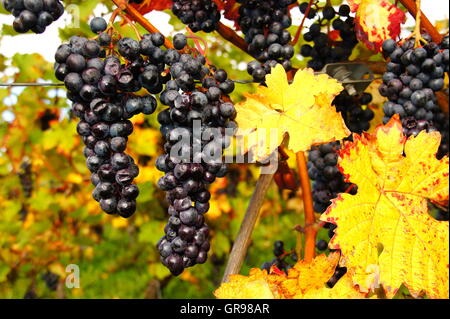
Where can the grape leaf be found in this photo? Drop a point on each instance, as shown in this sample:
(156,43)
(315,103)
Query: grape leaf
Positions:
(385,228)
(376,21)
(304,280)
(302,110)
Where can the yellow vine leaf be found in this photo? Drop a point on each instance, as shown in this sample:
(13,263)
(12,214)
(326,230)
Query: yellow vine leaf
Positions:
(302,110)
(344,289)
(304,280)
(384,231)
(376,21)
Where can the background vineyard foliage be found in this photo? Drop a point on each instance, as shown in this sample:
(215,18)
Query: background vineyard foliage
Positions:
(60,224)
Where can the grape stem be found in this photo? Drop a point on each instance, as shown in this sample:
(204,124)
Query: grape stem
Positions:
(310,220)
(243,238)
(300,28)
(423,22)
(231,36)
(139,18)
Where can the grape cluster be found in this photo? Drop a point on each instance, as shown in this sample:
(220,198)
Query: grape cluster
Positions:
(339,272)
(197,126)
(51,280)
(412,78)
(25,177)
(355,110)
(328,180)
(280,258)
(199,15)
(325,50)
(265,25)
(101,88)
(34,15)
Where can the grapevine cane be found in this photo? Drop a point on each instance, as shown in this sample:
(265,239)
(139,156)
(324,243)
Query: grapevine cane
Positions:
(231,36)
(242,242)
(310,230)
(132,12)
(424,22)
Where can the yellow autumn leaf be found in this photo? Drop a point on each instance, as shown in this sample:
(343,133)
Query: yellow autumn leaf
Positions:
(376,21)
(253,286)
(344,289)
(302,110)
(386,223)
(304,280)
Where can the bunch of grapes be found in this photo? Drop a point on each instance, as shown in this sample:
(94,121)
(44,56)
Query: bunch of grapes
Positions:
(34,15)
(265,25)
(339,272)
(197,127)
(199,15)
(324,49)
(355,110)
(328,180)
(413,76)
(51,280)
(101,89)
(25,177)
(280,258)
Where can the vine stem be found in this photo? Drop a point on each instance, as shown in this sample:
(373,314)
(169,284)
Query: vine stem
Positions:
§ §
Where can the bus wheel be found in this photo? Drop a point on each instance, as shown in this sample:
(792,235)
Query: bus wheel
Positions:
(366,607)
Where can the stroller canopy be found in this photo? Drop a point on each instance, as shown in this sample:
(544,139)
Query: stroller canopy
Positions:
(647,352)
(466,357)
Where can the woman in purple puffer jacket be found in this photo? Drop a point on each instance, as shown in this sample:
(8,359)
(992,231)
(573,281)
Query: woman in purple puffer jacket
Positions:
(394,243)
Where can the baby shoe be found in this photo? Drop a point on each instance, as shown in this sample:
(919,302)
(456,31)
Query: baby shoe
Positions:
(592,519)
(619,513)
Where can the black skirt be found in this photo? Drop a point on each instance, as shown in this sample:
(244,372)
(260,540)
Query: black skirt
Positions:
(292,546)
§ §
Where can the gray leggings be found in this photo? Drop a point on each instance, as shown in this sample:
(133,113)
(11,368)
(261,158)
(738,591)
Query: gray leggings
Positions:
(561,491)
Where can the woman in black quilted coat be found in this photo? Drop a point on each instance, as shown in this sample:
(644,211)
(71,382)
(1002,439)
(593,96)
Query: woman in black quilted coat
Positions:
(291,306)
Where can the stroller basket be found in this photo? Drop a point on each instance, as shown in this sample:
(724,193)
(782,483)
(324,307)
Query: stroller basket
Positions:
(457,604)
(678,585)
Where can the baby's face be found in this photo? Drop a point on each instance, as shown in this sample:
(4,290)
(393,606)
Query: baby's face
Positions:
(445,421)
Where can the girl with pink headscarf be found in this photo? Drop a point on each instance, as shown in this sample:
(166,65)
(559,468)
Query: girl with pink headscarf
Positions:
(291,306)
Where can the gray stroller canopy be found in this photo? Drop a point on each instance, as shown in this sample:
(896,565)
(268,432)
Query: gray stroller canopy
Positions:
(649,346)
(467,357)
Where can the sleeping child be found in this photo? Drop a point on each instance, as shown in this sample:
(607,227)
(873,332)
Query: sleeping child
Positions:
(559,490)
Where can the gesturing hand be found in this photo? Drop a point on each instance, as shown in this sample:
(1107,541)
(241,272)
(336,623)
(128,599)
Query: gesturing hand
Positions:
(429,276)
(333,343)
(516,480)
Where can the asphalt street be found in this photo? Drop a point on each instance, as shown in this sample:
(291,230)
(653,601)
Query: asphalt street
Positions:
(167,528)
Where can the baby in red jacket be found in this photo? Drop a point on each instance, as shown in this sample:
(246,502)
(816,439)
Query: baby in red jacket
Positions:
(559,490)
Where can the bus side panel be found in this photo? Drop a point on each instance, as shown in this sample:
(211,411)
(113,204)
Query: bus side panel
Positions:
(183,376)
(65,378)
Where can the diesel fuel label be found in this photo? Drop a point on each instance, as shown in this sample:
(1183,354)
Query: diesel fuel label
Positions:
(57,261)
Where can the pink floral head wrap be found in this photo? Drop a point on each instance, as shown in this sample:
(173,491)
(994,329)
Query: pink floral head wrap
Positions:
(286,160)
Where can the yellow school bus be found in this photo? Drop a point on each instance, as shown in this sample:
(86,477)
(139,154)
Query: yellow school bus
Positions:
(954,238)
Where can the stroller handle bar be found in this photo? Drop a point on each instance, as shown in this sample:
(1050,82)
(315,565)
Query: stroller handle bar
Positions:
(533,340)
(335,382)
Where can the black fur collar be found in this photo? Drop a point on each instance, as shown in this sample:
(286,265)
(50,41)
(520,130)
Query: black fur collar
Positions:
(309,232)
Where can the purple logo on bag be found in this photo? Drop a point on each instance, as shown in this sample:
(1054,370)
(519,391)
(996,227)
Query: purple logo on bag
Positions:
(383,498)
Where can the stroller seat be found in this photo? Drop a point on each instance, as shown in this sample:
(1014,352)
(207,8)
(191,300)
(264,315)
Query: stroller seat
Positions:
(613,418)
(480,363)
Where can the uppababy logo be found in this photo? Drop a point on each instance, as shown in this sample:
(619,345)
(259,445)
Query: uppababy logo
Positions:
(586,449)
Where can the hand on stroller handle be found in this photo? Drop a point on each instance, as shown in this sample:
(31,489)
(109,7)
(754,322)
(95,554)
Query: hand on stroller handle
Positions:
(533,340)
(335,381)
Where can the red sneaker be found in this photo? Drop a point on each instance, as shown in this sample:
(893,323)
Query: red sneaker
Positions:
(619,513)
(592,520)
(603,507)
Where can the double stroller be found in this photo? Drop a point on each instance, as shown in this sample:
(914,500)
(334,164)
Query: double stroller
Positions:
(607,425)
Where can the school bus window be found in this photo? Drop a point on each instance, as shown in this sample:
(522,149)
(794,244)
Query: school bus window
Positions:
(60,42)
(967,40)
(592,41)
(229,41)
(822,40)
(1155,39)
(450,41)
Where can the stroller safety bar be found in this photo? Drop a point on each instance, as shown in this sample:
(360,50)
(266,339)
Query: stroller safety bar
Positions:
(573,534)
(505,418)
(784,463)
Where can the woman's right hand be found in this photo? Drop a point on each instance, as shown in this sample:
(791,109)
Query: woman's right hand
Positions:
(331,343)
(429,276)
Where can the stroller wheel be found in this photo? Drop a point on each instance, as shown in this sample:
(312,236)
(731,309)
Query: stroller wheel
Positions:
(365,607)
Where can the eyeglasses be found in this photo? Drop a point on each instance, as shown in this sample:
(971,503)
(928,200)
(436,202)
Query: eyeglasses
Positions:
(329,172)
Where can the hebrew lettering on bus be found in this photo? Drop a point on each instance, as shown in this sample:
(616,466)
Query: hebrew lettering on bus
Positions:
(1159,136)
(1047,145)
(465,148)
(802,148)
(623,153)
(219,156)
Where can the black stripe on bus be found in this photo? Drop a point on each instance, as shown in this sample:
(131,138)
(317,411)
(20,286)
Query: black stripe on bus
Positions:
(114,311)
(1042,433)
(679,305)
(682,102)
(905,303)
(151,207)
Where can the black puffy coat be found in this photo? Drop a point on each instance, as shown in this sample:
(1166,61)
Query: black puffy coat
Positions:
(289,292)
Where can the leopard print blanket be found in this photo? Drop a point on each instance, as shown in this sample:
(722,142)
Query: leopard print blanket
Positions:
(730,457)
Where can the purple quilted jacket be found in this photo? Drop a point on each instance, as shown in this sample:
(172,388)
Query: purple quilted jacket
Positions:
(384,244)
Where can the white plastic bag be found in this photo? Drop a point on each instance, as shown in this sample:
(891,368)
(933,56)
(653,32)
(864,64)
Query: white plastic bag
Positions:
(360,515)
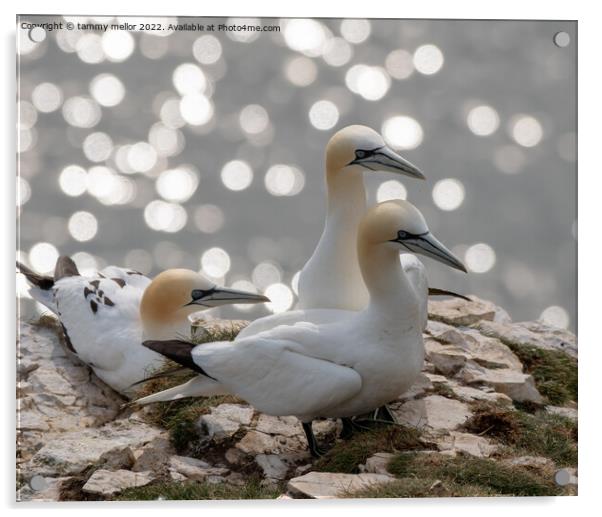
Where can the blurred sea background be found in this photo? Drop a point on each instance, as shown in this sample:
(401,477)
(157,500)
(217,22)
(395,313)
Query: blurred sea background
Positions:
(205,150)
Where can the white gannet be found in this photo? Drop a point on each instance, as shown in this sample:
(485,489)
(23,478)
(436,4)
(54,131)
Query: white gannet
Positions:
§ §
- _PROBLEM REQUIREMENTS_: Which lines of the rows above contain the word "bunch"? Report each of those lines in full.

- _ANSWER TO THE PROBLEM_:
Where can the bunch of grapes be found in this photo? Drop a point on each instance, as shown in this sample:
Query: bunch of grapes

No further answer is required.